*Brief:* Reproduce each of the following entries word for word, leaving out the pictures.
* * * * * * * * *
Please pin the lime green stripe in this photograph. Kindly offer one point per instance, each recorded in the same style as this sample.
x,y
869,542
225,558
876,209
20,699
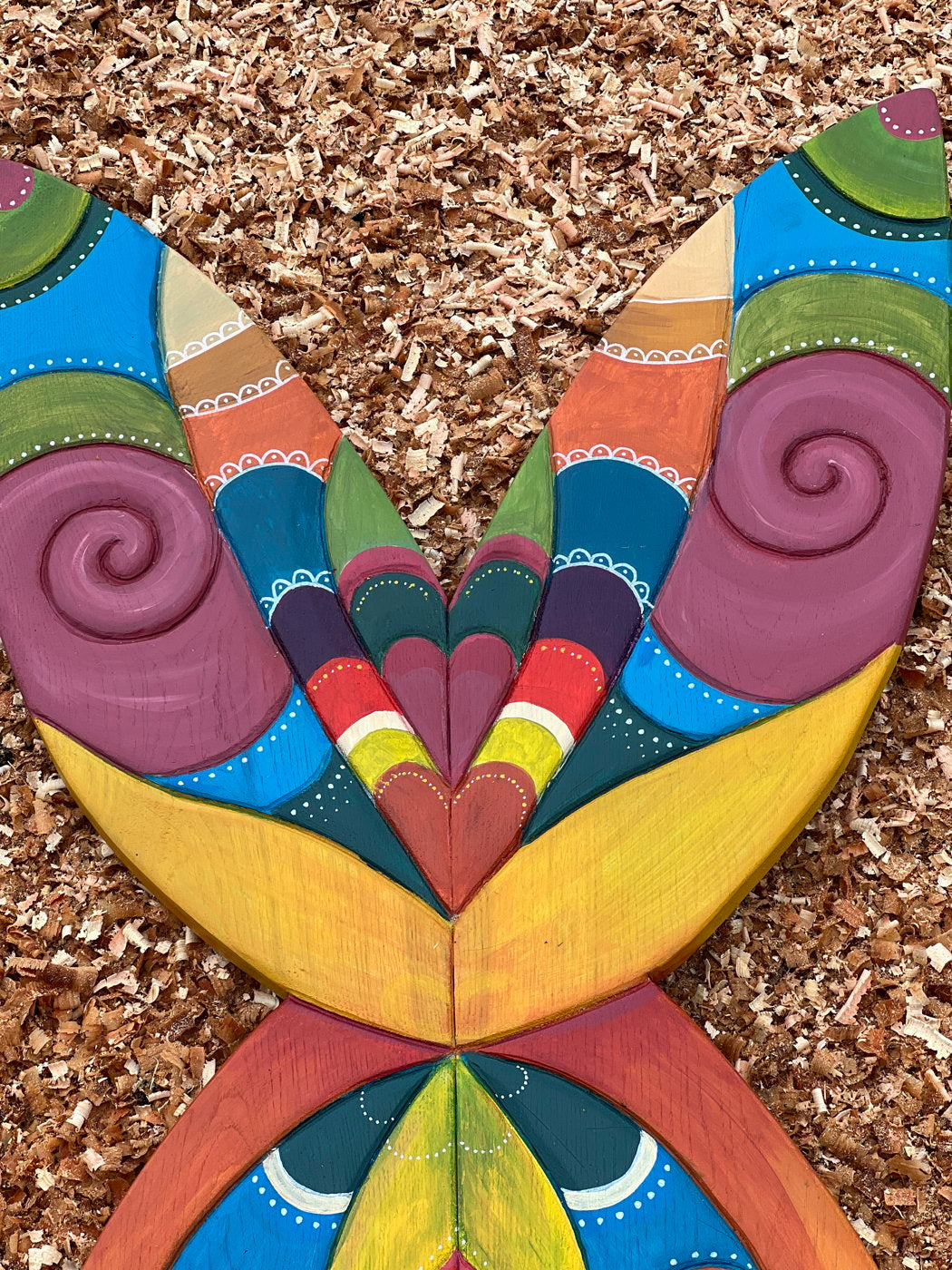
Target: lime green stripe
* * * * * * * * *
*Task answer:*
Please pin the lime green stripe in this photograph. Kindly offer one point per instance, each recorded in the same style as this sample.
x,y
869,542
225,558
876,209
20,699
Target: lime green stripe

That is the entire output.